# [Exercise prompt]
Reproduce the records below, substituting "one point per instance" for every occurrence of "a pin per instance" and keeping everything else unchanged.

# [Information supplied]
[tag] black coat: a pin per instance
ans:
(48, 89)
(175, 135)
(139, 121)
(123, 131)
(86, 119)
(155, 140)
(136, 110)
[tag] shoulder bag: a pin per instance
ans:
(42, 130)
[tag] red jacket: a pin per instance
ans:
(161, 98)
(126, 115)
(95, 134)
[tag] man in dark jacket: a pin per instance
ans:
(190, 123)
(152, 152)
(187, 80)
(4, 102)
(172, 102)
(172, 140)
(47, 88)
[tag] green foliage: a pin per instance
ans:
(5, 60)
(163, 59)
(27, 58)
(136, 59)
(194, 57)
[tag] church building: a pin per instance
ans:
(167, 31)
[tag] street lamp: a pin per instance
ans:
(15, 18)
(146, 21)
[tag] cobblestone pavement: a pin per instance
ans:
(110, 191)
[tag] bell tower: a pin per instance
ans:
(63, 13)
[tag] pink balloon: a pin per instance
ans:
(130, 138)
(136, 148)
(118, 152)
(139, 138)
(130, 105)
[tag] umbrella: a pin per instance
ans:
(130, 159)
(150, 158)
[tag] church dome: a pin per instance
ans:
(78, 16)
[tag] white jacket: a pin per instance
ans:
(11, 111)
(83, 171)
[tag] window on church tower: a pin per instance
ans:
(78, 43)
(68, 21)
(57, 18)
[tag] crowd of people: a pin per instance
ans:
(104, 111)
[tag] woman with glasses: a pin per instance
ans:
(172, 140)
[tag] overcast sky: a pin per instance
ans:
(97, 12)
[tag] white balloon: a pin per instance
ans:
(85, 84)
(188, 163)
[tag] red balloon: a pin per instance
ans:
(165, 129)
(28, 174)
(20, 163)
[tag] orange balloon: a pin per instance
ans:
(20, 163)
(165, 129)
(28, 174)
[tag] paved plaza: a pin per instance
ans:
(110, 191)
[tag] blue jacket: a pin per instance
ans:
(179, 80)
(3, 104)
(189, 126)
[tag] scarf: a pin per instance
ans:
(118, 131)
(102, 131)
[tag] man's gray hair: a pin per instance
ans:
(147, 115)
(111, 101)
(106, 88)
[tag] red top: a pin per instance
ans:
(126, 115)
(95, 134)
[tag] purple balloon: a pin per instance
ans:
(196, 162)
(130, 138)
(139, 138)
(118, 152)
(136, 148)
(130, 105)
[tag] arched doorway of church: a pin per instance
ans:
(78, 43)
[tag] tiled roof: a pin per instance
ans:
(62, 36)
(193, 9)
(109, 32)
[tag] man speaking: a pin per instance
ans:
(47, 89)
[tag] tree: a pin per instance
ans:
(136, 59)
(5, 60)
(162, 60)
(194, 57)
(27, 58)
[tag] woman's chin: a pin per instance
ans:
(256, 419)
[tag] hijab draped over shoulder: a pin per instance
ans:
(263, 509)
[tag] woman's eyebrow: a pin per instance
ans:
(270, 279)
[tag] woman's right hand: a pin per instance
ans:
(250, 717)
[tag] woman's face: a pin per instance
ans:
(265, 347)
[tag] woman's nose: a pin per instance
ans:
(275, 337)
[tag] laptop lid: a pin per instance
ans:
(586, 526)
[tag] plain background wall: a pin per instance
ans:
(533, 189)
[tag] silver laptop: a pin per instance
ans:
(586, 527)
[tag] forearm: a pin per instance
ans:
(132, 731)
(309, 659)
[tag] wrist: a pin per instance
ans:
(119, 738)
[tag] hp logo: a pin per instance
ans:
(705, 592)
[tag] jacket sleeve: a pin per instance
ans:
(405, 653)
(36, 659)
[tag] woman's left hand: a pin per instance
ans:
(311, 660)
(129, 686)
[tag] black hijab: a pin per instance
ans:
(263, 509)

# [Result for this task]
[tag] black coat: one point per instance
ans:
(48, 89)
(175, 135)
(139, 121)
(123, 131)
(86, 119)
(155, 140)
(136, 110)
[tag] shoulder bag: one point per instance
ans:
(42, 130)
[tag] red jacket: one point per instance
ans:
(161, 98)
(126, 115)
(95, 134)
[tag] man in dark jacket: one point per instance
ans:
(190, 123)
(152, 152)
(187, 80)
(4, 102)
(172, 102)
(172, 140)
(47, 88)
[tag] green foliage: one point per instance
ans:
(5, 60)
(163, 59)
(27, 58)
(136, 59)
(194, 57)
[tag] church building: one point per instance
ans:
(167, 31)
[tag] street lamp: one point per instance
ans:
(15, 18)
(146, 21)
[tag] cobblestone pavement: one point per instance
ans:
(110, 191)
[tag] bell tower: one point per instance
ans:
(63, 13)
[tag] pink balloon: one point per instance
ans:
(130, 138)
(136, 148)
(118, 152)
(139, 138)
(130, 105)
[tag] umbrella: one point per instance
ans:
(130, 159)
(150, 158)
[tag] church dome: one point per instance
ans:
(78, 16)
[tag] white jacket: one point per instance
ans:
(11, 111)
(83, 171)
[tag] window on church tower: one point per instance
ans:
(78, 43)
(68, 21)
(57, 18)
[tag] crowd of people: one point per instance
ans:
(104, 111)
[tag] woman with glasses: one point per instance
ans:
(172, 140)
[tag] overcast sky: one point per instance
ans:
(97, 12)
[tag] white balloon: one point per instance
ans:
(85, 84)
(188, 163)
[tag] red balloon: one point per instance
ans:
(165, 129)
(28, 174)
(20, 163)
[tag] orange balloon: one point per instance
ans:
(20, 163)
(165, 129)
(28, 174)
[tag] paved plaza: one point per instance
ans:
(110, 191)
[tag] blue jacket: one point per instance
ans:
(179, 80)
(3, 104)
(189, 126)
[tag] scarf: one point per instance
ans:
(118, 131)
(102, 131)
[tag] man's gray hair: one point per instance
ans:
(147, 115)
(111, 101)
(106, 88)
[tag] red top: one point per instance
ans:
(126, 115)
(95, 134)
[tag] purple balloon: one point per instance
ans:
(196, 162)
(130, 138)
(139, 138)
(118, 152)
(136, 148)
(130, 105)
[tag] arched doorway of church: one point per instance
ans:
(78, 43)
[tag] tiled roof: one point per instance
ans:
(62, 36)
(193, 9)
(109, 32)
[tag] man speaking: one point per instance
ans:
(47, 89)
[tag] tree: one point per instance
ans:
(136, 59)
(5, 60)
(162, 60)
(194, 57)
(27, 58)
[tag] woman's chin: one point per instance
ans:
(256, 419)
[tag] hijab draped over shoulder: one point per instance
ans:
(263, 509)
[tag] woman's eyebrow: one point per instance
ans:
(270, 279)
[tag] woman's right hand: one point per instance
ans:
(250, 717)
[tag] woman's face: one point per instance
ans:
(265, 347)
[tag] woman's nose: one point per instance
ans:
(275, 337)
[tag] laptop lid: one point per instance
ans:
(586, 526)
[tag] plain background wall: one point per instance
ans:
(533, 189)
[tag] silver laptop: one point per instance
ans:
(586, 527)
[tag] forearm: one point per instance
ans:
(132, 731)
(309, 659)
[tag] wrist: one point per instance
ans:
(119, 738)
[tag] hp logo: one point per instance
ans:
(705, 592)
[tag] jacket sleeve: one point per instance
ans:
(405, 653)
(36, 659)
[tag] woman's left hand: one point per instance
ans:
(311, 660)
(129, 686)
[tag] black hijab: one point per instance
ans:
(263, 509)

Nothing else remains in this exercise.